- [Görevler ve alıştırmalar]
1. Yemekteyiz yazısına göre şu soruları yanıtlar mısın?
(a) Yazarın gözü televizyonda hangi programa takıldı?
(b) Sunucunun sorusu, yarışmacının mesleği hakkında neyi ortaya çıkardı?
(c) Yazının başındaki tarih nedir?
2. Yemekteyiz yarışmacısını anlatan yazının bir sonraki bölümünü yazarak metni devam ettirir misin?

- [Metin parçası]
<<<<
Yemekteyiz'de tanıdık bir sima

11 Şubat 2010 Perşembe

Geçen gün gecenin bir vakti yine internette beyhude dolaşıp kendimi eğlendirecek birşeyler ararken gözüm yanımda açık kalmış olan televizyona takıldı. Başlıktan da tahmin edileceği üzere Yemekteyiz programı ile göz göze geldim. Son derece kıl ve uyuz olarak tabir edebileceğim bir herif alışveriş yapmaktaydı yemek yapmak için. Ancak bu herifte bana son derece rahatsız edici birşeyleri çağrıştırma özelliği vardı. Kendini beğenmiş haller, yaptığı saçma sapan esprilere özgüven dolu bir tavır ile tepki beklemek, en dandik işleri yapıp çok zor bir iş yapıyormuş gibi davranmak, bilmediği sorulara bilmiyorum demek yerine saçmalamak, her eleştiriye saçma da olsa bir cevap vermeye çalışmak, kompleks dolu bir otorite takıntısı, kelleşmeye başlamış kafayı enteresan bir saç modeli ile kapatmaya çalışmak, başkalarında beğenmediği şeyleri kendinin yapması, alışveriş esnasında yapamayacağını bildiği herşeyin hazırını almak, sadece zeka geriliğinin göstergesi olabilecek derecede ileri bir sakarlık, beceremediği her durumda çözüm üretebilmek yerine başkalarına sormak, etrafındaki hiçbir şeyi beğenmemek ve yeterli bulmamak, yaptığı işin dandikliğini kendisi de bildiği için yarışmaya katıldığını kimseye haber vermemek, gibi özellikler bana geçmişimden çok tanıdık birşeyleri çağrıştırırken sonunda yarışmanın sunucusu sorduğu soruyla bu gizemi çözdü benim için. Bu izlediğim tip standart bir lise hocasıydı. Ve evet sırf otorite takıntısı yüzünden sınıfındaki öğrencilere bile söyleyememişti. Yurdumdaki bütün lise hocalarının birbirine nasıl bu kadar benzeyebildiğinin merakı ile izlemeye devam ettim ben de.
>>>>
- [Verilen kayıtlar]
<<<<
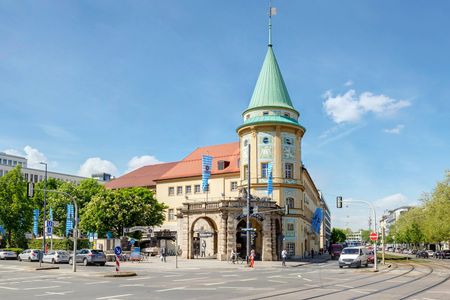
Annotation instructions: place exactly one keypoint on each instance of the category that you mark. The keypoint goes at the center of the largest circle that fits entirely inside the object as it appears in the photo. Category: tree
(337, 236)
(113, 210)
(16, 209)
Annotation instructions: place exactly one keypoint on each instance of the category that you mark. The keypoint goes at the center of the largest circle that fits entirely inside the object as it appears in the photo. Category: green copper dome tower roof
(270, 89)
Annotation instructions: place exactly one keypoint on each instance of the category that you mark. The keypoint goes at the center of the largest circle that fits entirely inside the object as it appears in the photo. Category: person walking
(283, 257)
(252, 258)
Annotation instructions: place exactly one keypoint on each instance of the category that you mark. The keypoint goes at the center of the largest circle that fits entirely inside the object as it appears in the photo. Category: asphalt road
(208, 279)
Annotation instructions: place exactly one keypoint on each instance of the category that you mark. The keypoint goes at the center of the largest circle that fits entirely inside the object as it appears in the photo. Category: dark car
(422, 254)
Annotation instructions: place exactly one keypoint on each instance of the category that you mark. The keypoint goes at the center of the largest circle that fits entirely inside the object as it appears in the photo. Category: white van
(354, 257)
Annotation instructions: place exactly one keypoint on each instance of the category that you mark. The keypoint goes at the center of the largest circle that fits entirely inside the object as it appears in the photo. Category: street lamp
(45, 217)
>>>>
- [Görevlere göre çıktılar]
1.
(a) Yemekteyiz
(b) Yarışmacının standart bir lise hocası olduğunu
(c) 11 Şubat 2010 Perşembe

2.
Sonradan gelen ekleme: Bu yazdığım yazı her ne kadar bütün lise öğretmenleri için genel geçer bir yazı olmasa da üzülerek hatırlarım ki benim lise hocalarımın %90'ı bu kalıba uymaktaydı. Umarım tespit amaçlı yazdığım bu yazıdan kimse alınmaz, hakeza bilindiği üzere kimse mükemmel olmadığı gibi her insan bir takım beğenilmeyen özelliğe sahiptir. Tahmin ederim ki bu yazıyı okuyan lise öğretmenleri de meslektaşlarını göz önüne alırsa hak verecekleri birçok nokta olacaktır. Son olarak da bu yazıyı lise yıllarımdan neşe ile hatırladığım 2 önemli öğretmenim olan Ömer Can ve Mustafa Mutlu'ya ithaf etmek isterim. Olur da birgün denk gelip bu yazıyı okurlarsa tebessüm ile hatırlandıklarını bilmelerini isterim.

2 yorum:

Leylak Dalı dedi ki...

Emekli de olsam bir lise öğretmeni olarak kendimi tenzih ediyor, kısmen de olsa bu yargıya katıldığımı itiraf ediyorum:))

Parahuman dedi ki...

bir lise öğretmeni tarafından bu yazımın doğru anlaşılmasına çok sevindim... yazarken bütün lise öğretmenleri için genel birşey yazmıyor olsam da ne yazık ki düşününce benim lise öğretmenlerimin %90'ının bu tarif ettiğim tipe uyduğunu hatırlıyorum... sizin gibi anlayışlı ve %10'luk dilimden olduğuna emin olduğum ve öğrencilerin tebessümle hatırladığı bir öğretmen tarafından da böyle olumlu bir yorum almak yanlış anlaşılma kaygımı bir nebze de olsa ortadan kaldırdı... teşekkürler...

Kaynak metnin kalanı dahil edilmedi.